**DATA SHOWN:**
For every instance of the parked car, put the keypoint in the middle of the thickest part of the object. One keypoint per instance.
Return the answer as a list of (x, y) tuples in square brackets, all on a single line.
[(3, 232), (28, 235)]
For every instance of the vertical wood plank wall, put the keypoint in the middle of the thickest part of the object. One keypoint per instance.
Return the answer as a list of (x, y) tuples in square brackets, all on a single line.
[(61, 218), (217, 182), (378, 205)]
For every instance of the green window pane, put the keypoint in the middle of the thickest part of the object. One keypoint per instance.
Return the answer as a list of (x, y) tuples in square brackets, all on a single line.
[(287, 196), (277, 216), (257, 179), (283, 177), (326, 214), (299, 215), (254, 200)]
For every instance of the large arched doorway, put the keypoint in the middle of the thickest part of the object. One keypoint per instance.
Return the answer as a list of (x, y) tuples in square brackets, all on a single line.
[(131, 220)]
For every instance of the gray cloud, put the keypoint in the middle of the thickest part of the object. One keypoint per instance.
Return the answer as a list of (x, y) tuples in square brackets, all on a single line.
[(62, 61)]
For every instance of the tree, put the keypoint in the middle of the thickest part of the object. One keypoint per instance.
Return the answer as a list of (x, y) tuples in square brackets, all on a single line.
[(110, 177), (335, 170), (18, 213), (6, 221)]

**OBJECTIVE:**
Copy the rows above, swapping every "keypoint" for "marker" and keeping everything else as it is.

**RESPONSE FOR THIS EXERCISE:**
For every instance of the parked car, put the marker in the middle of the thickest part of the object. One marker per instance.
Return the answer as a list of (x, y) tuples in square brackets, all on a single line.
[(3, 232), (28, 235)]
For every instance of the vertical wood plank wall, put the marker in the middle of the thickest part of the object. One marker per instance.
Return the answer as a list of (x, y) tuples in square brackets, all on a single line.
[(61, 218), (217, 182), (378, 205)]
For every instance of the green window pane, put the marker in the middle of the thickest part of the object. One marker per instance.
Return the answer as a list of (x, y) tuples in square brackets, all on a single line.
[(287, 196), (277, 216), (257, 179), (283, 177), (326, 214), (299, 215), (254, 200)]
For every instance of the large arched doorway, put the marker in the middle of the thickest part of the object. One marker per instance.
Return the answer as a list of (x, y) tuples in square brackets, all on a single line.
[(131, 220)]
For every instance of the gray cloud, put the marker in the middle of the thickest part of the object. One marker per instance.
Return the answer as a list of (x, y) tuples in square brackets, all on a single line.
[(62, 61)]
For every instance of the tree, put the marker in the middle of the thickest part of the object. One marker per instance.
Return the answer as a list of (x, y) tuples in square brackets, all on a single line.
[(110, 177), (335, 170), (18, 213), (6, 221)]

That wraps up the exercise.